**GOAL OF THE EXERCISE:**
Output only the stretch of the listing that starts at the line containing "Note: pick out every instance of the door" and ends at the line containing "Note: pick out every instance of the tan", reproduced exactly with both ends.

=== Section Start ===

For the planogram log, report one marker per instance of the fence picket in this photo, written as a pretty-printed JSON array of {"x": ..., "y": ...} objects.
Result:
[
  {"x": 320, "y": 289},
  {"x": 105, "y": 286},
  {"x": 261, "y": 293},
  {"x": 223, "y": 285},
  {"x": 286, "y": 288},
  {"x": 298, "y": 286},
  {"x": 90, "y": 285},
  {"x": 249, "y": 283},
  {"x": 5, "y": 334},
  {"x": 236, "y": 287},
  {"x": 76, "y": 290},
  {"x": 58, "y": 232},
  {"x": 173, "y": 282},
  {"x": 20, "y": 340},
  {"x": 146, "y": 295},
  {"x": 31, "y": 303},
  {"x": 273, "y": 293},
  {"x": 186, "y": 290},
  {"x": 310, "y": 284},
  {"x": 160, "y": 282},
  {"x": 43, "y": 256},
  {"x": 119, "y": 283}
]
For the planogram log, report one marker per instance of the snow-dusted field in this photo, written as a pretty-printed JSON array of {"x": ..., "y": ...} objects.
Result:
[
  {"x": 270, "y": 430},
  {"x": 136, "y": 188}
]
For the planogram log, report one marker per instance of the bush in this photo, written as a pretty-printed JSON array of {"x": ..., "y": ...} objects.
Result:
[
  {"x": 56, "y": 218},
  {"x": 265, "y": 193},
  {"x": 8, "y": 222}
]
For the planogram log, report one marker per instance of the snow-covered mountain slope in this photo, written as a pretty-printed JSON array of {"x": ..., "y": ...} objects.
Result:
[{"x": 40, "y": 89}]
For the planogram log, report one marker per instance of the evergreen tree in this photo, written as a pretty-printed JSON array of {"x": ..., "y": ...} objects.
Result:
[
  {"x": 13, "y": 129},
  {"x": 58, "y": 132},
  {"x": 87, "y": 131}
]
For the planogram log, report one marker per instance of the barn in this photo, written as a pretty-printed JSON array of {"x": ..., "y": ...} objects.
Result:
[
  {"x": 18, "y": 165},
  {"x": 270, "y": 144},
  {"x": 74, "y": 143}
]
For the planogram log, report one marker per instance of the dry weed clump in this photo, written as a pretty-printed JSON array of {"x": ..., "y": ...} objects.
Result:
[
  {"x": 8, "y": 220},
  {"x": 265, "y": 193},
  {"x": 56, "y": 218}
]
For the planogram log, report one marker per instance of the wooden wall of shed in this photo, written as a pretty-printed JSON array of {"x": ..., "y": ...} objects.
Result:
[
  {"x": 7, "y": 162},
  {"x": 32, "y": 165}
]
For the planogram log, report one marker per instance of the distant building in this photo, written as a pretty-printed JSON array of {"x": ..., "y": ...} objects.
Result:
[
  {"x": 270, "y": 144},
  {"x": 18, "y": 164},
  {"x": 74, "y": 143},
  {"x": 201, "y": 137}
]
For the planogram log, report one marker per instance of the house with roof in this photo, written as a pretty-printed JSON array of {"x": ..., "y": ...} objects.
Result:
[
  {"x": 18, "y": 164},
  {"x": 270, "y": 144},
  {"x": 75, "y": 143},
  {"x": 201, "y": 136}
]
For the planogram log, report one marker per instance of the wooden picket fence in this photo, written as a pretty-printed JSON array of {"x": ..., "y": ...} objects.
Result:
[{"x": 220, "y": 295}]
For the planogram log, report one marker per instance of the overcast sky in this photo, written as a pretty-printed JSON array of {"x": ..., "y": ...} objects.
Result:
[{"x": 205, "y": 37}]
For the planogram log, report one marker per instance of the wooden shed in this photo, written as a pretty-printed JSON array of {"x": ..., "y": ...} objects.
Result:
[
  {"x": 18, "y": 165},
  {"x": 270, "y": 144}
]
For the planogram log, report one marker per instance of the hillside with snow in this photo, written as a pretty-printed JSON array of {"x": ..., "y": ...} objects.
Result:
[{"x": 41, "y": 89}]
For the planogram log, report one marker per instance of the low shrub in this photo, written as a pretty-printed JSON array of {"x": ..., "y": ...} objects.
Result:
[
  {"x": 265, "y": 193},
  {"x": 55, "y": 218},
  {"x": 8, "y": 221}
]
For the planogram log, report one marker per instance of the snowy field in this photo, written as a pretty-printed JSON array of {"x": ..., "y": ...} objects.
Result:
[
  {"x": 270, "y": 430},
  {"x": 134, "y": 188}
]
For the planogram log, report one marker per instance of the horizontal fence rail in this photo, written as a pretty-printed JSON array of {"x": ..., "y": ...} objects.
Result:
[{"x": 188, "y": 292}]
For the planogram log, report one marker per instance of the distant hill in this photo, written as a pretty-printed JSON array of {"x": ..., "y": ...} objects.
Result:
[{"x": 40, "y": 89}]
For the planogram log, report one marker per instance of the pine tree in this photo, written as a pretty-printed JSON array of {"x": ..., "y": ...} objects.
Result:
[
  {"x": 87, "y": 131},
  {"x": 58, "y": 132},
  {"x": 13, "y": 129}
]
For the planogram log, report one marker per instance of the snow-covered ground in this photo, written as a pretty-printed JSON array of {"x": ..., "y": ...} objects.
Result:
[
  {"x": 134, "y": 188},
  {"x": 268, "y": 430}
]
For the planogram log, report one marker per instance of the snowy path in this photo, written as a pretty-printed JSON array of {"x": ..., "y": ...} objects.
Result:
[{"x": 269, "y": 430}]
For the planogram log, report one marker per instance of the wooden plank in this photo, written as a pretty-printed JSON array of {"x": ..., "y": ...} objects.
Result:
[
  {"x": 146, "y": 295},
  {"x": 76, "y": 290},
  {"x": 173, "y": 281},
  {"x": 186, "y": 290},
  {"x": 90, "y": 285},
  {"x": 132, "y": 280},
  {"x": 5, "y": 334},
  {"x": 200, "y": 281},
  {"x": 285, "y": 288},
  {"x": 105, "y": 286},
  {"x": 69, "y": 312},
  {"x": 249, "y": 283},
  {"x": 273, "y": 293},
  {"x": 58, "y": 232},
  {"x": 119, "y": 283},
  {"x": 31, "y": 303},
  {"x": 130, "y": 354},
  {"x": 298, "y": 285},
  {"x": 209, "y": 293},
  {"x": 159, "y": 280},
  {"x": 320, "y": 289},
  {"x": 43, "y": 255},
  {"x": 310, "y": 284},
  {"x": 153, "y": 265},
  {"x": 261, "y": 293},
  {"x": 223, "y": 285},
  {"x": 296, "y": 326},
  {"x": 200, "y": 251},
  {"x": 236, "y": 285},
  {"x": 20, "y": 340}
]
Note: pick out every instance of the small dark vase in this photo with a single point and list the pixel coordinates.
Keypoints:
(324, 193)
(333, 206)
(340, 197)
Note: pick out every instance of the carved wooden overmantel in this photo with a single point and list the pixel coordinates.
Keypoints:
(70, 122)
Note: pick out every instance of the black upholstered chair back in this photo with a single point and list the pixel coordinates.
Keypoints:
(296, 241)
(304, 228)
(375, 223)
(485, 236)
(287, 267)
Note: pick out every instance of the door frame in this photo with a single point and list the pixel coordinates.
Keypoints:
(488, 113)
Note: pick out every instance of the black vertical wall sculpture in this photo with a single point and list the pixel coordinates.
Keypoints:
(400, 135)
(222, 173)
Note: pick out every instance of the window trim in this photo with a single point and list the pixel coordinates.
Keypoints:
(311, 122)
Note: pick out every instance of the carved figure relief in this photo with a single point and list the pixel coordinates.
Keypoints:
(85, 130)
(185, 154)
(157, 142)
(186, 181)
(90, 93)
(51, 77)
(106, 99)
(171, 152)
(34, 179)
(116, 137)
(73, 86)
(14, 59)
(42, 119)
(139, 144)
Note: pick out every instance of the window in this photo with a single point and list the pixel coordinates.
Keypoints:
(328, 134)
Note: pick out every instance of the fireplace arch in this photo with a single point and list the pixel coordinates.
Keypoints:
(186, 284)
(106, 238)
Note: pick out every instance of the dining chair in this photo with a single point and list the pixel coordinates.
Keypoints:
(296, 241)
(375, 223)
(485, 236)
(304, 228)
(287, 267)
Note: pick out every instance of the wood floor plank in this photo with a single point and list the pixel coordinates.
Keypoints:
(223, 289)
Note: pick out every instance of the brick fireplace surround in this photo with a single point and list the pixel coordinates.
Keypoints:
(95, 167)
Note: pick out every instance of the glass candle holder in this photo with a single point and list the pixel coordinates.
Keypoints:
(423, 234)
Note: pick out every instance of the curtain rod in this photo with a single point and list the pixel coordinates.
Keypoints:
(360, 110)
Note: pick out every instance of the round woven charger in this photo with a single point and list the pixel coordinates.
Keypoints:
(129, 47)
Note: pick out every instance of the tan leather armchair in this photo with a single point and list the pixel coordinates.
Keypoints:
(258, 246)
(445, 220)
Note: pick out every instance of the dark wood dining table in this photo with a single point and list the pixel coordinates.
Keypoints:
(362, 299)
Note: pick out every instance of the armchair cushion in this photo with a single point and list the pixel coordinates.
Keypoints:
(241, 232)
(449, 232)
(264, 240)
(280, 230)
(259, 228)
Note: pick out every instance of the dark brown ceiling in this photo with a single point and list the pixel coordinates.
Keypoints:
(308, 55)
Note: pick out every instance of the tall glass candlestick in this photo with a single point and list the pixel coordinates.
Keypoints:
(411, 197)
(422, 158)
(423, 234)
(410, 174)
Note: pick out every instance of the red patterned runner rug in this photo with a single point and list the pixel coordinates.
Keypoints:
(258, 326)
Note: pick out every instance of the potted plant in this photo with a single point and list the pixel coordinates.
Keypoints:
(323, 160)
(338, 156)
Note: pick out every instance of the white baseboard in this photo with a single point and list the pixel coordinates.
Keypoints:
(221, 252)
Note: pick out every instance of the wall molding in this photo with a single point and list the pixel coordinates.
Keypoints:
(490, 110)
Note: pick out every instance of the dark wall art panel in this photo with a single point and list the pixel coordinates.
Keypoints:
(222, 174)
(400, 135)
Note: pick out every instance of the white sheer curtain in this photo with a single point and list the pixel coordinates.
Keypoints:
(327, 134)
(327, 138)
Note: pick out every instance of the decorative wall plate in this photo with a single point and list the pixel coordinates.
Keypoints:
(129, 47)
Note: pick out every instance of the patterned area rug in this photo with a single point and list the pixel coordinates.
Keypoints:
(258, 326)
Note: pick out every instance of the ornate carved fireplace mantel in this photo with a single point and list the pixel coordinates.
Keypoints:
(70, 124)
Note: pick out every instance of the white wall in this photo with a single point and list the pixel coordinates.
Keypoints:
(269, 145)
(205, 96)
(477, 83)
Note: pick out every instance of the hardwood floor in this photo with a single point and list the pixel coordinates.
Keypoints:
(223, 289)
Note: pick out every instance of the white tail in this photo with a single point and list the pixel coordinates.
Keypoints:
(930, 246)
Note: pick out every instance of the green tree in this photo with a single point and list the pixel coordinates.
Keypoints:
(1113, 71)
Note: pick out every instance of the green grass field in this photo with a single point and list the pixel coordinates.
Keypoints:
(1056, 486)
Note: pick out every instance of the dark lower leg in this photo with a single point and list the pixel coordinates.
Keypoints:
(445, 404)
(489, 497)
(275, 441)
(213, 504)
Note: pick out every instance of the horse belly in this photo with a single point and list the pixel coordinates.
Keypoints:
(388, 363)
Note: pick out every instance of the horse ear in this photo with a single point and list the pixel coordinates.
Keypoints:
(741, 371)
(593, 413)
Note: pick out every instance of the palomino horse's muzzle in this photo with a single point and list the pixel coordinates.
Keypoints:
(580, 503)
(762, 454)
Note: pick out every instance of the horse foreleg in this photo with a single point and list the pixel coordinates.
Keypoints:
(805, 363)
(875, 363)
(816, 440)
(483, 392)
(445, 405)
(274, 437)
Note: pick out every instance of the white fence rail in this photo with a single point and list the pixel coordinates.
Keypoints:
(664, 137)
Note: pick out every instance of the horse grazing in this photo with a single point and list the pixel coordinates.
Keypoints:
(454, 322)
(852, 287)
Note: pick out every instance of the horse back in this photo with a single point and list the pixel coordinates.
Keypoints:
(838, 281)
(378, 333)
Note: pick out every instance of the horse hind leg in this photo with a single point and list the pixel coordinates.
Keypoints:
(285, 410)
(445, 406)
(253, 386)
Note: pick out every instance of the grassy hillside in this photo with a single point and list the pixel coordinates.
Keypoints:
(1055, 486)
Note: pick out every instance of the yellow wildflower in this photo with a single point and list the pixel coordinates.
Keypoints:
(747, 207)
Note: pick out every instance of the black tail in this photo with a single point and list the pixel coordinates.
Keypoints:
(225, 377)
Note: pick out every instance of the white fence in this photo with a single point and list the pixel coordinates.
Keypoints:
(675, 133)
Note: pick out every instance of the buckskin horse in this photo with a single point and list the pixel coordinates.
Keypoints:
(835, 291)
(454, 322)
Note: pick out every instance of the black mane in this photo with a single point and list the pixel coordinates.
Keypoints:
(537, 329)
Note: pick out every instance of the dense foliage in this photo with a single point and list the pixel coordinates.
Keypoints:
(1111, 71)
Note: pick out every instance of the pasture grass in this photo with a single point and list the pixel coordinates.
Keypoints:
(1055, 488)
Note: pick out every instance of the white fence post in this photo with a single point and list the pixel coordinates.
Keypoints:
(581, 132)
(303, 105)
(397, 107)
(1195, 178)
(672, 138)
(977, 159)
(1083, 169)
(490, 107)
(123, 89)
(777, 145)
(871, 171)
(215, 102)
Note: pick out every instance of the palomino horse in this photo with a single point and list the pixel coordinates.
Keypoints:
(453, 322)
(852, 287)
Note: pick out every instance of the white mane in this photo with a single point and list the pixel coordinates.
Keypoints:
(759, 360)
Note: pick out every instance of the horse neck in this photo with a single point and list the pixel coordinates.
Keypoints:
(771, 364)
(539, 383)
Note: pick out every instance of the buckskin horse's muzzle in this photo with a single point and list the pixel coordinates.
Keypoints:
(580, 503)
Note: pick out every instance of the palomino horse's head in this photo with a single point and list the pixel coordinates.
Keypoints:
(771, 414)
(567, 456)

=== Section End ===

**SOLUTION FOR THIS EXERCISE:**
Note: pick out every instance of the door frame in this photo with a single point and list the pixel coordinates.
Keypoints:
(488, 113)
Note: pick out every instance of the black vertical wall sculpture in this photo with a single point and list the pixel coordinates.
Keypoints:
(400, 135)
(222, 173)
Note: pick out every instance of the window trim in this photo with a single point and list the pixel coordinates.
Keypoints:
(311, 122)
Note: pick out every instance of the carved figure relief in this photo with a single point and list the pixel coordinates.
Keypoints:
(85, 130)
(185, 154)
(157, 142)
(186, 181)
(90, 93)
(51, 77)
(106, 99)
(171, 152)
(34, 179)
(116, 137)
(73, 86)
(14, 59)
(42, 119)
(139, 144)
Note: pick out every instance of the window in this photo with a single point and list the pixel coordinates.
Keypoints:
(328, 134)
Note: pick out every instance of the fireplace arch in this photo with a single point and list the pixel coordinates.
Keypoints:
(186, 284)
(106, 238)
Note: pick out every instance of the dining chair in this photo with a single point and list the pixel coordinates.
Keypoints:
(296, 241)
(375, 223)
(485, 236)
(304, 228)
(287, 267)
Note: pick out every instance of the wood floor plank in this photo with a single point and list the pixel coordinates.
Keypoints:
(223, 289)
Note: pick out every instance of the brick fireplace surround in this photo with a single point and list the pixel coordinates.
Keypoints:
(95, 167)
Note: pick out every instance of the glass candle holder in this photo with a single point and list the pixel coordinates.
Keypoints:
(423, 234)
Note: pick out every instance of the curtain rod in this photo with a single point and list the pixel coordinates.
Keypoints:
(360, 110)
Note: pick out every instance of the round woven charger in this photo with a single point and list the pixel coordinates.
Keypoints:
(129, 47)
Note: pick out every instance of the tan leather armchair in this photo with a single point and list the pixel coordinates.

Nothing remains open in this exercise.